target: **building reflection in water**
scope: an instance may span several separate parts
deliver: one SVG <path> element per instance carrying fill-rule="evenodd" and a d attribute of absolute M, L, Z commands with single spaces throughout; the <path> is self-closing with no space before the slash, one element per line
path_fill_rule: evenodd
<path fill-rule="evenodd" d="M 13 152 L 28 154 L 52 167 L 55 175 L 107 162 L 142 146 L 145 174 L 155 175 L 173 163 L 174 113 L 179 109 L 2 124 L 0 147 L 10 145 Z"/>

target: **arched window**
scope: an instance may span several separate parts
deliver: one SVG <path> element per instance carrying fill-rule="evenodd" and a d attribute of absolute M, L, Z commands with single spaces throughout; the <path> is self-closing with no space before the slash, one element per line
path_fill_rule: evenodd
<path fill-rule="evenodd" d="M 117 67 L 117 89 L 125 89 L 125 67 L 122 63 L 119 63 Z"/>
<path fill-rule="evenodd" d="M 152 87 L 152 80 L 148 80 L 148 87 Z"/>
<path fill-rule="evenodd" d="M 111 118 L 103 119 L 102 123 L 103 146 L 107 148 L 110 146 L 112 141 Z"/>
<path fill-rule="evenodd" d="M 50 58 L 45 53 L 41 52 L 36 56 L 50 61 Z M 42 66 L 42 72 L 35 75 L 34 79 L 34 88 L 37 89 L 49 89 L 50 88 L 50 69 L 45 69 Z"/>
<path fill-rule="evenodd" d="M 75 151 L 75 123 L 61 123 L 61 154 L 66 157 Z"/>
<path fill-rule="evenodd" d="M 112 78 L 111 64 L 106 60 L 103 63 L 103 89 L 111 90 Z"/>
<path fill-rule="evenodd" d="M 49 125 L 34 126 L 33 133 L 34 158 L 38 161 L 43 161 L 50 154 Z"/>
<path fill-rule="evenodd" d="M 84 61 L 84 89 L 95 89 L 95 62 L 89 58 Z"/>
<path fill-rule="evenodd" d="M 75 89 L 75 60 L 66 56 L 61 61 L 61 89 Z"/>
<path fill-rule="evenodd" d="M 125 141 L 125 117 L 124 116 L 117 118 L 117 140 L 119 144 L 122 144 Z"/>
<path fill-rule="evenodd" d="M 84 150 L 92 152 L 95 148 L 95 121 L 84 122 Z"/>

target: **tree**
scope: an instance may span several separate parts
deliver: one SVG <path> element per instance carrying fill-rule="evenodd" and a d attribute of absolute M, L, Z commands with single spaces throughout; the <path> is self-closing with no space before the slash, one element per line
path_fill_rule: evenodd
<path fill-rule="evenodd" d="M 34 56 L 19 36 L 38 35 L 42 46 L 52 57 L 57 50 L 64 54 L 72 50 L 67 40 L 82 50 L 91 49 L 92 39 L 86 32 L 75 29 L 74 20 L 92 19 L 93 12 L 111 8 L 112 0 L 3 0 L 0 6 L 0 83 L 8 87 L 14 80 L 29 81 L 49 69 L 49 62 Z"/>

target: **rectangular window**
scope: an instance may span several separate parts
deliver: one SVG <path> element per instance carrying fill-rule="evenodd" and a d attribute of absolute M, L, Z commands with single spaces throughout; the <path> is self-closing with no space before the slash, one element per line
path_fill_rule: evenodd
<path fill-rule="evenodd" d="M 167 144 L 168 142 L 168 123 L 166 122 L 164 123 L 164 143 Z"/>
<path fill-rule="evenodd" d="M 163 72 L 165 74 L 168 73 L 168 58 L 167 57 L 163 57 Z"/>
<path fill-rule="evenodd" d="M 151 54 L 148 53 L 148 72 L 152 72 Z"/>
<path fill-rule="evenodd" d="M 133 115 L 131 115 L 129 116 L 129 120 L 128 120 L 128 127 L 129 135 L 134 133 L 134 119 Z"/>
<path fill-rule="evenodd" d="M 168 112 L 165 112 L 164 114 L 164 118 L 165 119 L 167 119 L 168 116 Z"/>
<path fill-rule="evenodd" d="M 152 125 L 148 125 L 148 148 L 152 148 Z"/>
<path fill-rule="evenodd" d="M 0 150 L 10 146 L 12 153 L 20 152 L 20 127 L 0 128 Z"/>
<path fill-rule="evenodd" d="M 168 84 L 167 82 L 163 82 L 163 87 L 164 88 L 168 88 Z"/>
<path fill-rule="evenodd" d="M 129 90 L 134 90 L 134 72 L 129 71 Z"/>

:: Exercise ::
Rewrite all of the data above with "arched window" changed to "round-topped window" and everything else left unchanged.

:: Response ::
target: **building reflection in water**
scope: an instance may span several separate parts
deliver: one SVG <path> element per instance carrying fill-rule="evenodd" and a d attribute of absolute M, L, Z commands with single spaces throughout; the <path> is self-closing with no space before the slash, one element per line
path_fill_rule: evenodd
<path fill-rule="evenodd" d="M 13 152 L 28 154 L 52 167 L 55 175 L 107 162 L 142 146 L 145 174 L 155 175 L 173 163 L 174 113 L 179 109 L 2 124 L 0 147 L 10 145 Z"/>

target: **round-topped window**
scope: an instance may span several separate parts
deliver: one SVG <path> element per instance carrying fill-rule="evenodd" and a d attribute of absolute M, L, Z commands with single spaces throughout; the <path> is self-closing with no space before the slash, one element per line
path_fill_rule: evenodd
<path fill-rule="evenodd" d="M 117 67 L 117 89 L 125 89 L 125 67 L 122 63 L 119 63 Z"/>
<path fill-rule="evenodd" d="M 152 87 L 152 80 L 148 80 L 148 87 Z"/>
<path fill-rule="evenodd" d="M 111 118 L 103 119 L 102 123 L 103 146 L 107 148 L 110 146 L 112 141 Z"/>
<path fill-rule="evenodd" d="M 50 58 L 45 53 L 41 52 L 36 56 L 50 61 Z M 42 66 L 42 72 L 35 75 L 34 79 L 34 88 L 37 89 L 49 89 L 50 88 L 50 69 L 45 69 Z"/>
<path fill-rule="evenodd" d="M 75 151 L 75 123 L 61 123 L 61 154 L 66 157 Z"/>
<path fill-rule="evenodd" d="M 112 78 L 111 64 L 106 60 L 103 63 L 103 89 L 111 90 Z"/>
<path fill-rule="evenodd" d="M 49 125 L 34 126 L 33 133 L 34 158 L 38 161 L 43 161 L 50 154 Z"/>
<path fill-rule="evenodd" d="M 84 61 L 84 89 L 95 89 L 95 62 L 89 58 Z"/>
<path fill-rule="evenodd" d="M 75 89 L 75 60 L 66 56 L 61 61 L 61 89 Z"/>
<path fill-rule="evenodd" d="M 125 141 L 125 117 L 124 116 L 117 118 L 117 140 L 119 144 L 122 144 Z"/>
<path fill-rule="evenodd" d="M 84 150 L 92 152 L 95 148 L 95 121 L 84 122 Z"/>

target: **tree**
scope: an instance may span several separate parts
deliver: one SVG <path> element per instance carrying fill-rule="evenodd" and a d attribute of absolute M, L, Z commands with single spaces throughout; the <path> is self-closing with no space before the slash, one element per line
path_fill_rule: evenodd
<path fill-rule="evenodd" d="M 34 56 L 19 36 L 38 35 L 42 46 L 52 57 L 57 50 L 64 54 L 72 50 L 67 40 L 82 50 L 91 49 L 92 39 L 86 32 L 75 29 L 74 20 L 92 19 L 93 12 L 111 8 L 112 0 L 3 0 L 0 6 L 0 83 L 8 87 L 14 80 L 29 81 L 49 69 L 49 62 Z"/>

target: **rectangular window**
scope: an instance may span several separate parts
deliver: one SVG <path> element per instance carrying fill-rule="evenodd" and a d attribute of absolute M, L, Z commands with single spaces throughout; the <path> is self-closing with no space before the slash, one element per line
path_fill_rule: evenodd
<path fill-rule="evenodd" d="M 167 144 L 168 142 L 168 123 L 166 122 L 164 123 L 164 143 Z"/>
<path fill-rule="evenodd" d="M 163 72 L 165 74 L 168 73 L 168 58 L 167 57 L 163 57 Z"/>
<path fill-rule="evenodd" d="M 151 54 L 148 53 L 148 72 L 152 72 Z"/>
<path fill-rule="evenodd" d="M 133 115 L 131 115 L 129 116 L 129 120 L 128 120 L 128 127 L 129 135 L 134 133 L 134 119 Z"/>
<path fill-rule="evenodd" d="M 168 112 L 165 112 L 164 114 L 164 118 L 165 119 L 167 119 L 168 116 Z"/>
<path fill-rule="evenodd" d="M 152 125 L 148 125 L 148 148 L 152 148 Z"/>
<path fill-rule="evenodd" d="M 0 150 L 10 146 L 12 153 L 20 152 L 20 127 L 0 128 Z"/>
<path fill-rule="evenodd" d="M 168 84 L 167 82 L 163 82 L 163 87 L 164 88 L 168 88 Z"/>
<path fill-rule="evenodd" d="M 129 90 L 134 90 L 134 72 L 129 71 Z"/>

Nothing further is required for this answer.